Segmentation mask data
============================================================
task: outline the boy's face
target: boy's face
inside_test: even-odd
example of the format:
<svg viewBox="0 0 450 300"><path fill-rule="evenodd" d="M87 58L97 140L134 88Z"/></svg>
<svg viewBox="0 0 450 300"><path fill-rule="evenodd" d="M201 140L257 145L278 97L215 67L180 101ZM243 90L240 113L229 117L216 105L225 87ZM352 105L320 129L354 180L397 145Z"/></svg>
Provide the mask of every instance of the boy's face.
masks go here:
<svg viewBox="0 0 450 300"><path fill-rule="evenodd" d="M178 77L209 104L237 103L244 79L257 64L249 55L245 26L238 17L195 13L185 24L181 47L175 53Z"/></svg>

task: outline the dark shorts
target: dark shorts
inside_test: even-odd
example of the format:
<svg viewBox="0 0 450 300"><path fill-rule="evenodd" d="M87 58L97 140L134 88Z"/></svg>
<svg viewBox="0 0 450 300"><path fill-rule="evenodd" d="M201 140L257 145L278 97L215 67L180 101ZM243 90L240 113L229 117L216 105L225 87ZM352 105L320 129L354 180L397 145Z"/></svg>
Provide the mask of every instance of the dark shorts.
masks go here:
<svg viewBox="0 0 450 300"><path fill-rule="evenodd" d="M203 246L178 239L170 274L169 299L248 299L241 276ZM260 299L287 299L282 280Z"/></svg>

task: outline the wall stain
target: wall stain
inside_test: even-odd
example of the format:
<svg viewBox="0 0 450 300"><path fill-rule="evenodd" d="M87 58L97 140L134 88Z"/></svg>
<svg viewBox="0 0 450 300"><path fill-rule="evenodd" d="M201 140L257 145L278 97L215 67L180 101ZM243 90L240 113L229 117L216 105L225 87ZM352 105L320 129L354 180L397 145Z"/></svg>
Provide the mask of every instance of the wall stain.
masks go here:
============================================================
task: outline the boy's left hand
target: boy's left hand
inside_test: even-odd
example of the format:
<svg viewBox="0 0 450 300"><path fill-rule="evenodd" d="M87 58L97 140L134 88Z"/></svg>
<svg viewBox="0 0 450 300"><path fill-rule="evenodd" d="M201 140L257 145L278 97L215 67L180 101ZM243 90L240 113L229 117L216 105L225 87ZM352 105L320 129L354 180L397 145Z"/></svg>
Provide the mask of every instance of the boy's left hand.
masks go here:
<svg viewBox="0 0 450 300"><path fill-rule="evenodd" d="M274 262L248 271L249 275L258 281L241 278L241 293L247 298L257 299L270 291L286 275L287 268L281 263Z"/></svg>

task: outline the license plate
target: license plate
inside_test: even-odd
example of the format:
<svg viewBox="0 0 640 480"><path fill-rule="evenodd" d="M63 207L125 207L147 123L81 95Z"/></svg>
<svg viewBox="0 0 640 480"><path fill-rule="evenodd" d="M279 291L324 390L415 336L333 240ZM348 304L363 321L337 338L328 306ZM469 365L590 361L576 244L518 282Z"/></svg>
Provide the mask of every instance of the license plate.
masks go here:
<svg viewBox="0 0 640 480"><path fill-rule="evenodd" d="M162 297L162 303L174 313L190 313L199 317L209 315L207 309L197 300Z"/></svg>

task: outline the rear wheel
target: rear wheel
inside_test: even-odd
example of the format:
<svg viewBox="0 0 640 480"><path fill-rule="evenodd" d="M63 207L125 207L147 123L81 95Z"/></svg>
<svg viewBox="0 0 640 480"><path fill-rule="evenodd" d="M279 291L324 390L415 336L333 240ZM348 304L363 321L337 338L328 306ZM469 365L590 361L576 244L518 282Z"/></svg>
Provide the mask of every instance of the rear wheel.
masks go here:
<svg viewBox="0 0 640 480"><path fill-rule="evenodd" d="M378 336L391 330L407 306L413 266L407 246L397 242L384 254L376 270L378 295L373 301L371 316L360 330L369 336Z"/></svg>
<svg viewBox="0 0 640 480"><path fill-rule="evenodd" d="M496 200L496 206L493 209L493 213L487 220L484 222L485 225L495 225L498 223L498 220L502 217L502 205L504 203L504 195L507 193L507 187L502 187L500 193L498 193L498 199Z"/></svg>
============================================================
**Exercise brief**
All lines above containing the string "stain" are to be collected.

**Reply to the exercise**
task: outline the wall stain
target: wall stain
Provide the mask of every instance of the wall stain.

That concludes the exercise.